>> start Records

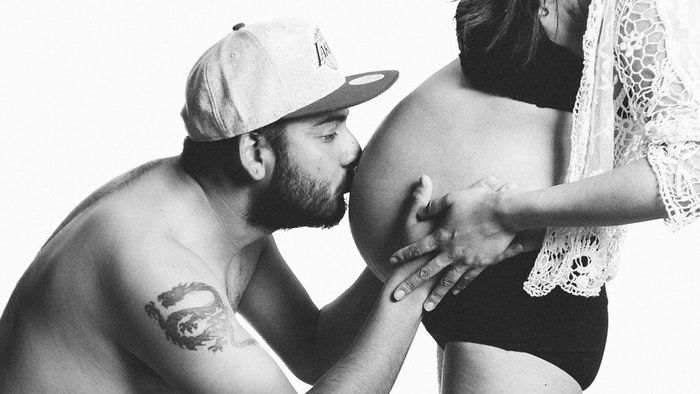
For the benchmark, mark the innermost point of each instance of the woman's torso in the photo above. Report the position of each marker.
(456, 135)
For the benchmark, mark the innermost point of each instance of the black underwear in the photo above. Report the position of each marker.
(566, 330)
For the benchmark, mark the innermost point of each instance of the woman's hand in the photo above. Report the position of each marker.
(469, 238)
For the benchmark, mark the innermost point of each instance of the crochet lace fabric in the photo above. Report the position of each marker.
(639, 97)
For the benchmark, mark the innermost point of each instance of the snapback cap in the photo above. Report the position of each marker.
(263, 72)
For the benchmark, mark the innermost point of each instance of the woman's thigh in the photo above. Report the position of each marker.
(474, 368)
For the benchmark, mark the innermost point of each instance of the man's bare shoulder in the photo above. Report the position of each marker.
(119, 183)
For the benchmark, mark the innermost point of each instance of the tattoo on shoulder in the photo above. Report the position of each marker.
(209, 325)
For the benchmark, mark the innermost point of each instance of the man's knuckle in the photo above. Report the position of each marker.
(435, 297)
(444, 235)
(454, 254)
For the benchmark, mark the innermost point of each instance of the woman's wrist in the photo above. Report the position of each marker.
(508, 208)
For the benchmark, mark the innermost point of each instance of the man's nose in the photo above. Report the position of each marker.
(352, 153)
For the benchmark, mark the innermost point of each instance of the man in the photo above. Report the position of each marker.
(138, 288)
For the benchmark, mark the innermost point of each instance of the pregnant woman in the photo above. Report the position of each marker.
(503, 109)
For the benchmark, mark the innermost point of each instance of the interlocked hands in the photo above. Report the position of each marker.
(469, 237)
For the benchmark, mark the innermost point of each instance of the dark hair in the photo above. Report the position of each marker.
(499, 30)
(205, 157)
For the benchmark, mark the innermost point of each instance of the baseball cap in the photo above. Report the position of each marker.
(263, 72)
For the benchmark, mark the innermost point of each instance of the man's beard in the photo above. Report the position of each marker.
(293, 199)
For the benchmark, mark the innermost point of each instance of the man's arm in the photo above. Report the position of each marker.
(312, 341)
(173, 313)
(307, 339)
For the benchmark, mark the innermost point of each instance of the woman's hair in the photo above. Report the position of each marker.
(223, 156)
(499, 30)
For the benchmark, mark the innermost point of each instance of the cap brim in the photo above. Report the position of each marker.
(356, 90)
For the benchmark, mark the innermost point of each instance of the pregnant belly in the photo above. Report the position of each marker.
(514, 142)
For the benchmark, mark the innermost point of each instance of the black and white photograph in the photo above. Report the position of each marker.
(422, 196)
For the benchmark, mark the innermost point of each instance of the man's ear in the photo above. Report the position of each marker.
(256, 155)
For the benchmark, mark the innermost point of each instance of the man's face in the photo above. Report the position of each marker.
(313, 170)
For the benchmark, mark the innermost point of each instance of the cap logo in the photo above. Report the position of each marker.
(366, 79)
(323, 51)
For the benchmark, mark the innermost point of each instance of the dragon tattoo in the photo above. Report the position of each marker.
(209, 325)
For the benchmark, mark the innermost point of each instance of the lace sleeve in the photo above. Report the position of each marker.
(663, 97)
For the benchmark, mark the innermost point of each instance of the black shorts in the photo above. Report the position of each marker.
(566, 330)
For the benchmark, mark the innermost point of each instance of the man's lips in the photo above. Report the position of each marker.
(347, 184)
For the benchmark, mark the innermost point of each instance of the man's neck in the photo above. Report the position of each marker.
(228, 203)
(566, 23)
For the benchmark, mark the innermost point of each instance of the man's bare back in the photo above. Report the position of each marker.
(140, 287)
(64, 314)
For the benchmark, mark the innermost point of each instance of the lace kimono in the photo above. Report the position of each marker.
(639, 97)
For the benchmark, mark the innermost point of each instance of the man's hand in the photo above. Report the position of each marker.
(413, 229)
(469, 238)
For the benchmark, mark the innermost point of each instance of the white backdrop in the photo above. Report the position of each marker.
(90, 89)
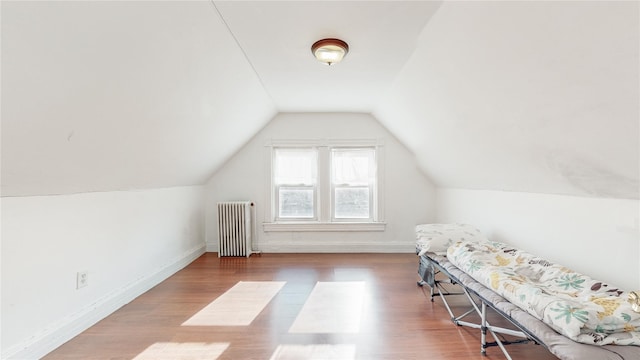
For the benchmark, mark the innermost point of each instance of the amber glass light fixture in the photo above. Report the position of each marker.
(329, 51)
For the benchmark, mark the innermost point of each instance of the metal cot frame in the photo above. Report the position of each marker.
(479, 305)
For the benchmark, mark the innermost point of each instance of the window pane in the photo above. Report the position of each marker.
(353, 166)
(295, 166)
(295, 203)
(352, 203)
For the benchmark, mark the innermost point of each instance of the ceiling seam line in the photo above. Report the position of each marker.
(235, 39)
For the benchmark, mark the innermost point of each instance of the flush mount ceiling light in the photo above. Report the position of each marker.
(329, 51)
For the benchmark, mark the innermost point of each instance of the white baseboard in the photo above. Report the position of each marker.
(48, 340)
(307, 247)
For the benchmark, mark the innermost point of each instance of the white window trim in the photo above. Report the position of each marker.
(324, 222)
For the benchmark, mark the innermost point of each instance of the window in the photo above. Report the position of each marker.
(295, 179)
(353, 179)
(324, 186)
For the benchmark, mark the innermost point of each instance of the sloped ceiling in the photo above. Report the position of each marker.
(524, 96)
(101, 96)
(518, 96)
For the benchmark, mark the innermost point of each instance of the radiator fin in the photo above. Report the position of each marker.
(234, 228)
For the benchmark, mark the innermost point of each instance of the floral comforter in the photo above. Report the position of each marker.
(583, 309)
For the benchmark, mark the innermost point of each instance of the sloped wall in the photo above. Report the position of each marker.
(595, 236)
(408, 194)
(524, 96)
(126, 241)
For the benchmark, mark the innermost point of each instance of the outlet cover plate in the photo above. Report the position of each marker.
(82, 279)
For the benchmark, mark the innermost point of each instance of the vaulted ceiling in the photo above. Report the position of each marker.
(533, 96)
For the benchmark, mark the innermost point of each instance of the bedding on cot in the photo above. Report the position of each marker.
(573, 304)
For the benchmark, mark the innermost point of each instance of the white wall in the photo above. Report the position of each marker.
(595, 236)
(408, 194)
(127, 241)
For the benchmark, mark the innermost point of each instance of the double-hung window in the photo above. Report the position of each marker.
(295, 183)
(325, 185)
(353, 184)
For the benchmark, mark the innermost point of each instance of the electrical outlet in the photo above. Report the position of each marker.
(82, 279)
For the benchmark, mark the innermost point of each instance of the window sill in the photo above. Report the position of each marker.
(300, 227)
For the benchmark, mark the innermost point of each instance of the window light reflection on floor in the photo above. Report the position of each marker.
(183, 351)
(332, 308)
(239, 306)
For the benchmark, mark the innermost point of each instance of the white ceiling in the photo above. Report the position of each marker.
(519, 96)
(277, 39)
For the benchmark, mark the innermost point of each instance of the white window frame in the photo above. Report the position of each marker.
(325, 220)
(313, 187)
(371, 186)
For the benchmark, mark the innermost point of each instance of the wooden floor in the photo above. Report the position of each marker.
(398, 320)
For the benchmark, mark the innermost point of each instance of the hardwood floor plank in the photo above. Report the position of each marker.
(398, 319)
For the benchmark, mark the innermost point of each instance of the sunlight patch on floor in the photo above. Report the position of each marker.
(332, 307)
(182, 351)
(239, 306)
(315, 352)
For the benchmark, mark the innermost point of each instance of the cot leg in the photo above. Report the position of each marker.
(483, 327)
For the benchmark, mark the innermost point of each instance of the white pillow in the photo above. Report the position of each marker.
(438, 237)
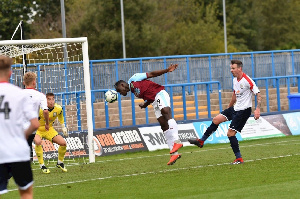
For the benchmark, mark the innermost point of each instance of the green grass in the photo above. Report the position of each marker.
(271, 170)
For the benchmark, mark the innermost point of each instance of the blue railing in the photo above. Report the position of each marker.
(79, 94)
(277, 83)
(62, 77)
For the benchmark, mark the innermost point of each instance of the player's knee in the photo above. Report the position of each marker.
(37, 142)
(63, 143)
(218, 119)
(164, 127)
(231, 133)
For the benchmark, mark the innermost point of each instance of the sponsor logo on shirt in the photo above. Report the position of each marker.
(137, 92)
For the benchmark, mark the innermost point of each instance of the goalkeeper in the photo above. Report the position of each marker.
(55, 111)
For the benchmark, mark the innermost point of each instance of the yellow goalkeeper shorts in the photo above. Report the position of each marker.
(49, 135)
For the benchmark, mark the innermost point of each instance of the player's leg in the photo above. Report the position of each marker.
(237, 124)
(39, 151)
(29, 141)
(5, 171)
(23, 177)
(222, 117)
(163, 114)
(58, 139)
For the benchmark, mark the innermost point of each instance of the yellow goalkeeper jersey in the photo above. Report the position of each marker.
(56, 112)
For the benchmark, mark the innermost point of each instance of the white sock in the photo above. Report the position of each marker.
(173, 128)
(169, 139)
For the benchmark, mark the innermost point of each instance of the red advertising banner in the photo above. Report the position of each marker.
(77, 146)
(109, 142)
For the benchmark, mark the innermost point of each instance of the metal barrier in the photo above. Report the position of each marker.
(277, 86)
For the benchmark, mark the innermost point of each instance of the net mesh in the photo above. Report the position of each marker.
(59, 68)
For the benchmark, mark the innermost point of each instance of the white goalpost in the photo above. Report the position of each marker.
(68, 79)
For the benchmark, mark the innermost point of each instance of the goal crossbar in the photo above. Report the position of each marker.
(86, 71)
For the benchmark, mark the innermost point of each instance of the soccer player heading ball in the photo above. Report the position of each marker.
(55, 111)
(154, 93)
(238, 111)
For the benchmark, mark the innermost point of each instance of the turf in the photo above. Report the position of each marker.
(271, 170)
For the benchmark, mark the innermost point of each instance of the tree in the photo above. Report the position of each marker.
(11, 13)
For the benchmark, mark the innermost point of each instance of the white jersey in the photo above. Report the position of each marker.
(243, 90)
(39, 101)
(15, 106)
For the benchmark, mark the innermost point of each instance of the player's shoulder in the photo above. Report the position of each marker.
(57, 106)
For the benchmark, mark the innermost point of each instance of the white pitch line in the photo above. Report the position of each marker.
(156, 172)
(202, 150)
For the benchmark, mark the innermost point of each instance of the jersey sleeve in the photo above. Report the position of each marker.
(253, 87)
(61, 117)
(137, 77)
(43, 104)
(28, 108)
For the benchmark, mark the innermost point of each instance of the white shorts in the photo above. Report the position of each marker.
(162, 100)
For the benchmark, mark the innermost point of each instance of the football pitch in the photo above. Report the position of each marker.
(271, 170)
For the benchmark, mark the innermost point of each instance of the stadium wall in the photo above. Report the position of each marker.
(151, 137)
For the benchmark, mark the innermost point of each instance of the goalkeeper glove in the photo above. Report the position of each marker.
(65, 130)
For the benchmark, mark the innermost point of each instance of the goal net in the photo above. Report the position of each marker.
(62, 68)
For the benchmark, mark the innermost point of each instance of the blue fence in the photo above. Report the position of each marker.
(64, 77)
(196, 73)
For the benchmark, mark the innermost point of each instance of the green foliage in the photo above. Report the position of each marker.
(11, 13)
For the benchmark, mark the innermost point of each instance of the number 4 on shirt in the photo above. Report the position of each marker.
(6, 108)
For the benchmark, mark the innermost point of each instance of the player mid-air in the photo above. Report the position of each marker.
(154, 93)
(55, 111)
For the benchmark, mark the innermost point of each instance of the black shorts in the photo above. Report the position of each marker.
(20, 171)
(239, 118)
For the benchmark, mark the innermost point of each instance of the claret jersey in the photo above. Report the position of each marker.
(243, 90)
(56, 112)
(143, 88)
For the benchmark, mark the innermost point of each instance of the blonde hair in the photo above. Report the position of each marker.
(29, 77)
(5, 63)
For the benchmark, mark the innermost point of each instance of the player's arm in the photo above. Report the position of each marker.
(62, 123)
(34, 125)
(145, 104)
(233, 100)
(46, 116)
(156, 73)
(257, 109)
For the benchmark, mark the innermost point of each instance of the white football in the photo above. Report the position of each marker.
(111, 96)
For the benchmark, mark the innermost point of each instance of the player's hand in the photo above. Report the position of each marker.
(142, 105)
(172, 67)
(256, 114)
(65, 130)
(47, 127)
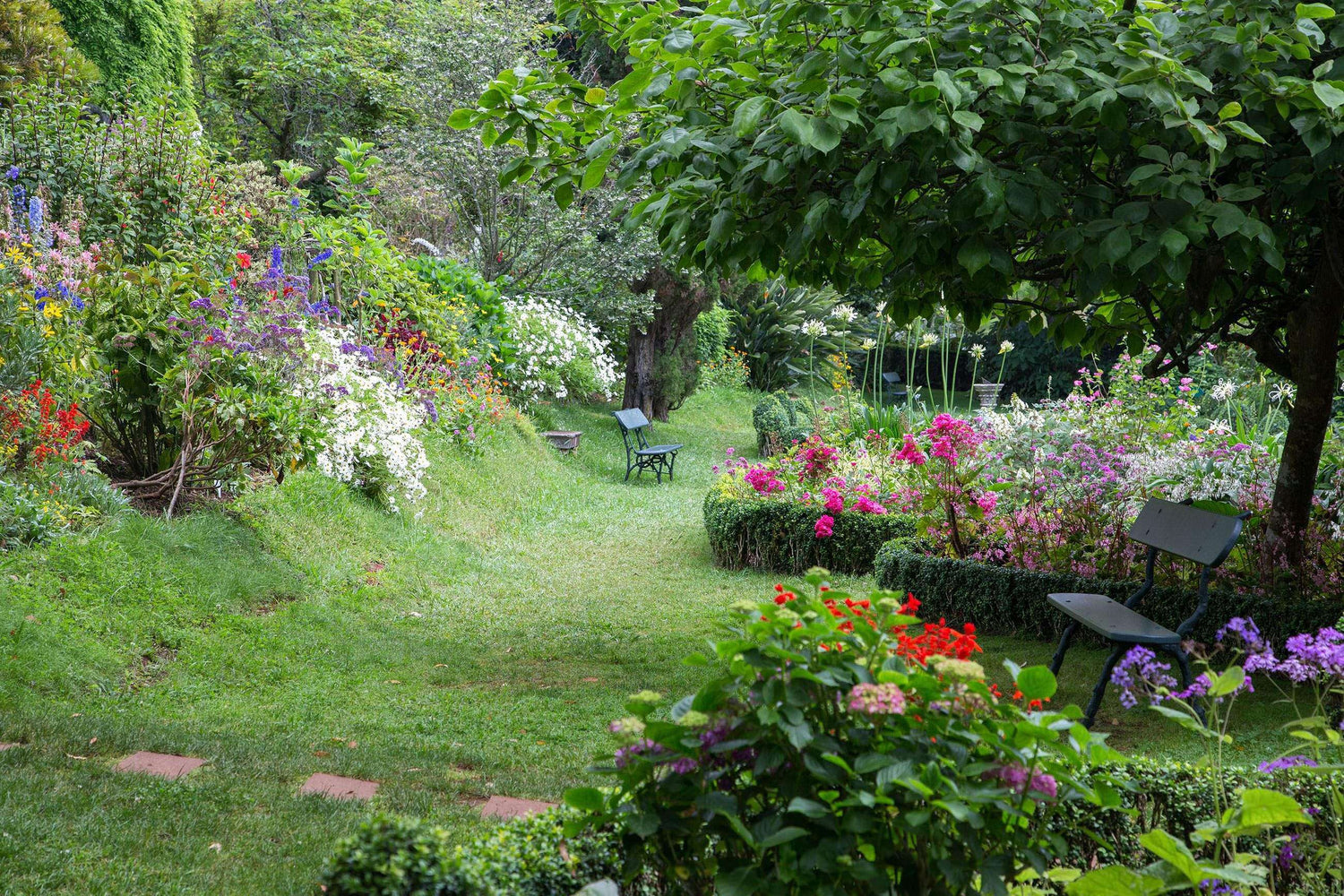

>> end Records

> [Aim]: How many rows of the records above contain the word "line"? Reply with the number alone.

> [Response to the task]: 2